## [DATA SECTION]
———

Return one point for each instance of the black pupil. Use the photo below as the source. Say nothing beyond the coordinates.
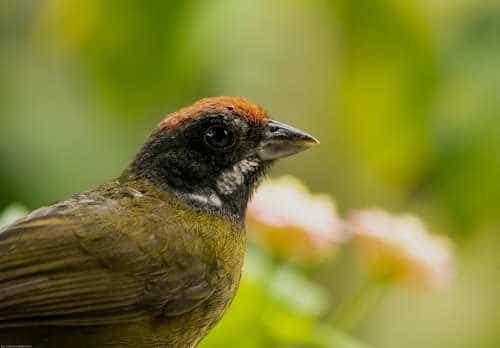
(219, 137)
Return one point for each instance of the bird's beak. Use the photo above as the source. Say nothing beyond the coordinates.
(281, 140)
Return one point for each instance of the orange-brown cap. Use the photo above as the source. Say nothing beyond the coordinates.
(239, 105)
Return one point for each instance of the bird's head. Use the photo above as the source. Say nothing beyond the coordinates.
(213, 153)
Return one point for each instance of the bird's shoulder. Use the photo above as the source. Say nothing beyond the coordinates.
(113, 254)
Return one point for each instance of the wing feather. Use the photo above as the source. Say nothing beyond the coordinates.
(56, 270)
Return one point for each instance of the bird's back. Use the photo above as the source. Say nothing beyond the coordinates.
(125, 265)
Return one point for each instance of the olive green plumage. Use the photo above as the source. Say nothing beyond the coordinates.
(107, 257)
(154, 258)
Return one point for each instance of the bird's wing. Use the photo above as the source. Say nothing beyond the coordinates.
(56, 270)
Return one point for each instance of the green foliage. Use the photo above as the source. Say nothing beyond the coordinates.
(402, 94)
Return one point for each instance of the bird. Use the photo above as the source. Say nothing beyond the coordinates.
(152, 258)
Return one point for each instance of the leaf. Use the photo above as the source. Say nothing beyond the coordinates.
(12, 213)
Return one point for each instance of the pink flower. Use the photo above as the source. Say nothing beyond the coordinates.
(285, 217)
(401, 249)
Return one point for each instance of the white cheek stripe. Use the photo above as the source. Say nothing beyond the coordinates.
(232, 179)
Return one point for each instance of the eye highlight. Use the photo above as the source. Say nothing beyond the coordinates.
(219, 137)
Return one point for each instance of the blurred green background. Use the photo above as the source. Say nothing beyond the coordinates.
(404, 96)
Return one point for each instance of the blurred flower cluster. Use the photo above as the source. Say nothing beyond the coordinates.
(297, 225)
(286, 218)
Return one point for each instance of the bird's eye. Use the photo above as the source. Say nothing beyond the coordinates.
(219, 137)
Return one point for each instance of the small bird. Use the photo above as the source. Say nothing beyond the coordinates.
(153, 258)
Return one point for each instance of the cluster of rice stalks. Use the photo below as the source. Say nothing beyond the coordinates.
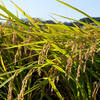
(49, 62)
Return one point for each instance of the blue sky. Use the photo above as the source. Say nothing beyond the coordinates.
(44, 8)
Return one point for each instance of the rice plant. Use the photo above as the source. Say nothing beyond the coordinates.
(54, 61)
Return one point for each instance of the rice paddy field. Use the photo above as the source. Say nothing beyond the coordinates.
(52, 62)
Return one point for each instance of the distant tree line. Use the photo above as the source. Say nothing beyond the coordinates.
(86, 20)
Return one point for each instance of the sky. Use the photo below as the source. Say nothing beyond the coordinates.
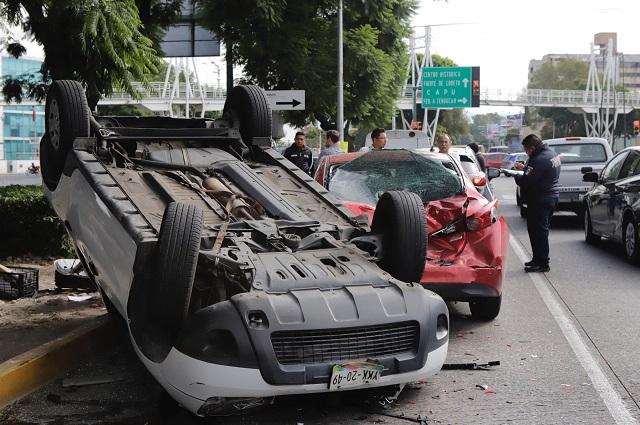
(501, 36)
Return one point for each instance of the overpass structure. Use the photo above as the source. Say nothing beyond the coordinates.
(153, 97)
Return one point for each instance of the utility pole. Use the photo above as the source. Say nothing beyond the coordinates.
(228, 55)
(340, 120)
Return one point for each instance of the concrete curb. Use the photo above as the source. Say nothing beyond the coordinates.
(26, 372)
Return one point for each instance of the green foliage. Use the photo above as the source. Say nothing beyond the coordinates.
(566, 74)
(29, 225)
(102, 43)
(287, 44)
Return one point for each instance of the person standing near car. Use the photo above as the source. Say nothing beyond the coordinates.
(332, 145)
(378, 140)
(476, 151)
(299, 153)
(444, 143)
(540, 190)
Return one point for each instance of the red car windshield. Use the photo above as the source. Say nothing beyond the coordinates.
(367, 177)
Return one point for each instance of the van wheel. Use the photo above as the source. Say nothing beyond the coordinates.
(66, 117)
(247, 109)
(400, 218)
(176, 260)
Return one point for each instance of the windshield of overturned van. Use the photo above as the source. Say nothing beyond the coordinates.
(366, 178)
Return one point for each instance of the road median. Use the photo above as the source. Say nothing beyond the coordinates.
(26, 372)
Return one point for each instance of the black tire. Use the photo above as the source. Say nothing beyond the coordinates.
(485, 308)
(523, 211)
(589, 237)
(631, 240)
(400, 218)
(176, 260)
(66, 117)
(247, 109)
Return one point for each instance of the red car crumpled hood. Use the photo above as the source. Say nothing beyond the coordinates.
(462, 256)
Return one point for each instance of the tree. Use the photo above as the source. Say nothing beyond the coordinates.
(566, 74)
(292, 44)
(102, 43)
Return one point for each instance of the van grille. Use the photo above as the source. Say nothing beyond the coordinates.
(333, 345)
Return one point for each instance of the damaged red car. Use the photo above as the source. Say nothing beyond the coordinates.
(467, 240)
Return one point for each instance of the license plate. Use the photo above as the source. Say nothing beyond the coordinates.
(354, 374)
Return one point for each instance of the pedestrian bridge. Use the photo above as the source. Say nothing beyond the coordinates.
(156, 97)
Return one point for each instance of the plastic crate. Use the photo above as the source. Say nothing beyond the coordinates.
(21, 282)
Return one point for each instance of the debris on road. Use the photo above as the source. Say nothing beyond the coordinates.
(470, 366)
(96, 380)
(79, 298)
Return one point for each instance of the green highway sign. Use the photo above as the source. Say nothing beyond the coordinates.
(450, 87)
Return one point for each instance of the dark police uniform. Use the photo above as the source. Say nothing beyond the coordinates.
(539, 189)
(300, 156)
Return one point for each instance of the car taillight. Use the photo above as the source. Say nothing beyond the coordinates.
(483, 218)
(479, 181)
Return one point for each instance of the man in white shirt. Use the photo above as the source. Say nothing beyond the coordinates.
(378, 140)
(332, 145)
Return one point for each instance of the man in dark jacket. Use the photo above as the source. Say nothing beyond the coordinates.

———

## [EXERCISE BRIEF]
Drop the images and repeat the data exactly.

## [THE ANSWER]
Return one point for each instance of the black pupil. Use the photo below as the source. Say nothing beyond the coordinates.
(219, 137)
Return one point for each instance of the bird's beak. Use the photo above as the source. Say nothing beyond the coordinates.
(281, 140)
Return one point for each instance of the orange-brown cap. Use the photo above as the source. Say nothing beyond the coordinates.
(239, 105)
Return one point for each instance of the bird's head. Use the photo above as the source. Say nothing beyond the coordinates.
(213, 153)
Return one point for each instance of the bird's shoulder. Use the photo above as the source. Say nothing beyond the coordinates.
(113, 254)
Return one point for each instance of the wing feather. Use the photo above as the source. Say nothing beyond the coordinates.
(56, 270)
Return one point for each instance of the bird's back. Use the photo above as the source. Say nothing beyond the coordinates.
(125, 265)
Return one point for each instance of the olive green plumage. Use the photo above as the source. Say nothing beyond the coordinates.
(107, 257)
(154, 258)
Return one point for each instance of the bird's wing. Use the photo above as the source. Say nothing beyond the coordinates.
(56, 270)
Return one point for each instance of the green foliage. Use the photo above as the source. Say nothing beyond the coordinates.
(402, 94)
Return one point for each instance of the bird. Use the photo above as the source. Say nothing beyond the coordinates.
(152, 258)
Return one point for each instance of the leaf. Use the photo above as the source. Say nothing beyond the coordinates.
(12, 213)
Return one point for each instance of the pink flower. Use the photo above as the source. Say nothing beyond the coordinates.
(285, 217)
(401, 249)
Return one point for each instance of the white cheek stripe. Use the photo above as the source. Say nothing beyond the coordinates.
(232, 179)
Return one point for each instance of the eye highlight. Use the photo above as the source. Say nothing beyond the coordinates.
(219, 137)
Return one point for each instance of the blurred green background. Use the photo above as the source. Say nothing beyond the coordinates.
(404, 96)
Return one point for each instance of the blurred flower cluster. Use the photo above as the source. Say nothing beyond the coordinates.
(297, 225)
(286, 218)
Return one point for each instance of the bird's eye. Use the photo above as the source. Say nothing beyond the coordinates.
(219, 137)
Return one point for each instance of the small bird. Use the photo above as the source. Say nothing beyond the coordinates.
(153, 258)
Return one point for each instance of the cluster of rice stalks. Use the photo below as the source. Say nothing beyond the coordinates.
(49, 62)
Return one point for each instance of the blue sky. Use the photo above as the source. Say nothing beyond the coordinates.
(44, 8)
Return one point for each instance of the rice plant. Use the photo above as the source. Say nothing beyond the coordinates.
(54, 61)
Return one point for each instance of the rice paddy field. Use the photo above as the source. Say nothing beyond the coordinates.
(52, 62)
Return one point for each instance of the distant tree line. Use the photo above as the source. Say nothing beyond the coordinates.
(86, 20)
Return one point for each instance of the sky. Use the photo below as the source. Say nothing beyond the coordinates.
(501, 36)
Return one point for each instance of the overpass structure. Use the photo above as the source. Say nothing beyond the coordinates.
(153, 97)
Return one point for each instance of the utility pole. Use the photo above as the source. Say nothing beyond the coordinates.
(228, 55)
(340, 120)
Return one point for each instance of the concrete curb. Use the photo above as the source. Say nothing beyond the coordinates.
(26, 372)
Return one point for each instance of the green foliage. Use the photo above as the source. Say nothing beyond the coordinates.
(566, 74)
(29, 225)
(102, 43)
(287, 44)
Return one point for each instance of the person standing near car. Use the photo above as the source. Say nothing beyond the coordinates.
(332, 145)
(378, 140)
(476, 151)
(299, 153)
(444, 143)
(540, 190)
Return one point for each instance of the red car windshield. Use the photo above as the source. Say nothing beyond the coordinates.
(367, 177)
Return one point for each instance of the van wheel. Use the photo above as the source. Say nothing beyond the coordinates.
(66, 117)
(247, 109)
(400, 218)
(176, 260)
Return one point for each instance of the windshield of overturned van. Use the photo above as the source. Say nothing beyond the coordinates.
(366, 178)
Return one point for each instance of the road median. Use the photo above as the source. Say nothing beyond the coordinates.
(26, 372)
Return one point for each instance of the black tire. Use the photo above as the source. Say nothing beyond the coordinates.
(485, 308)
(523, 211)
(589, 237)
(631, 240)
(400, 218)
(176, 260)
(66, 117)
(247, 109)
Return one point for each instance of the red car crumpled hood. Use the photo above as the source. Say nothing beyond the coordinates.
(462, 256)
Return one point for each instance of the tree. Use the photo above as the source. Say nothing beyond the coordinates.
(566, 74)
(292, 44)
(102, 43)
Return one point for each instance of the van grille. Use the photo above as the source. Say nothing beyond the coordinates.
(333, 345)
Return one point for each instance of the damaged red car. Use the photo above as the source. Say nothing beyond the coordinates.
(467, 240)
Return one point for each instance of the license plate. Use the photo above as the source. Say nothing beyond the coordinates.
(354, 374)
Return one point for each instance of the pedestrian bridge. Use the photo above as the source. Say nothing beyond the coordinates.
(156, 97)
Return one point for each instance of the plastic crate. Use the photo above as the source. Say nothing beyond the coordinates.
(21, 282)
Return one point for each instance of the debris on road. Use the photo above as the source. Say nothing beyond the coordinates.
(470, 366)
(96, 380)
(79, 298)
Return one point for each instance of the green highway sign. Use the photo above as the source. Say nothing beyond the coordinates.
(450, 87)
Return one point for each instance of the dark police uniform. Use the photo above as the source. Say nothing beyond the coordinates.
(539, 189)
(300, 156)
Return one point for each instance of the car taillight. Use the photo above as the source. Say nothing beyond the coordinates.
(483, 218)
(479, 181)
Return one point for each instance of the man in white shirt. Use the photo above as the source. Say nothing beyond the coordinates.
(378, 140)
(332, 145)
Return one point for each instance of the man in dark jacket. Use the photo above as the source. Say nothing beyond the coordinates.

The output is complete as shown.